§ Prompt
In the data below, copy out word for word the lines from the one containing "Can you locate the snow covered mountain" through the one containing "Target: snow covered mountain", both included.

**** Materials provided ****

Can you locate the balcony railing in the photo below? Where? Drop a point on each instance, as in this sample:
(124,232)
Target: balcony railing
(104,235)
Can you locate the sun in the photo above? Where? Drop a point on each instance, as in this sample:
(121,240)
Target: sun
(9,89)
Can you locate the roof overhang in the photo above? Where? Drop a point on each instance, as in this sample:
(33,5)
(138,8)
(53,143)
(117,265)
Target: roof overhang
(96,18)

****
**** Materials provided ****

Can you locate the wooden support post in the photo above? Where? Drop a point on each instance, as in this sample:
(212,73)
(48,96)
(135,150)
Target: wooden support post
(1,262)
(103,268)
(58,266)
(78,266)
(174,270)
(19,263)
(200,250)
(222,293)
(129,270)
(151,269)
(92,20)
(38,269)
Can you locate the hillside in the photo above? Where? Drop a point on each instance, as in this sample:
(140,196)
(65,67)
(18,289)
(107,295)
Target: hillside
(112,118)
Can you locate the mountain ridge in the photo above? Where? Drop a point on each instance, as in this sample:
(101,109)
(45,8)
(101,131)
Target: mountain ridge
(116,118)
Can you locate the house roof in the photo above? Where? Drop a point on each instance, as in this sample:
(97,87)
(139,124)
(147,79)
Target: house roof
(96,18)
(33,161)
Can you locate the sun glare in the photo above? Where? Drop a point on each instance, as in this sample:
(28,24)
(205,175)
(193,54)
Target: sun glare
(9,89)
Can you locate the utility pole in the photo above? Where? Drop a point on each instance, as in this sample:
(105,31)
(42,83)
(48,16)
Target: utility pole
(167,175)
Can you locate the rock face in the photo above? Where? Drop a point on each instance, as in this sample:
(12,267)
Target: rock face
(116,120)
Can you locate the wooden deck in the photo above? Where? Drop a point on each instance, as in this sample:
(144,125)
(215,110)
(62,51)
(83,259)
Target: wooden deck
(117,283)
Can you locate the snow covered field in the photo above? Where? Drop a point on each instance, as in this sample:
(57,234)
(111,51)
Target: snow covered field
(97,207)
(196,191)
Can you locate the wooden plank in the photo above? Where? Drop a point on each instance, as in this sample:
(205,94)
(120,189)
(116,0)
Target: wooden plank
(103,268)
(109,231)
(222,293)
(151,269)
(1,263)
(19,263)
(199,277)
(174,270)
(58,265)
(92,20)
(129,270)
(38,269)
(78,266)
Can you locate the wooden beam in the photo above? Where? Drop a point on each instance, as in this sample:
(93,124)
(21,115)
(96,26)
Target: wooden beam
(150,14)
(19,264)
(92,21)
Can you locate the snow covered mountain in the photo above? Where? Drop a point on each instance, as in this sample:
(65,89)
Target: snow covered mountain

****

§ Task solution
Can you locate the snow covered mountain in the photo above? Where? Drop a point on each instance, as in this sample:
(65,89)
Target: snow covered mountain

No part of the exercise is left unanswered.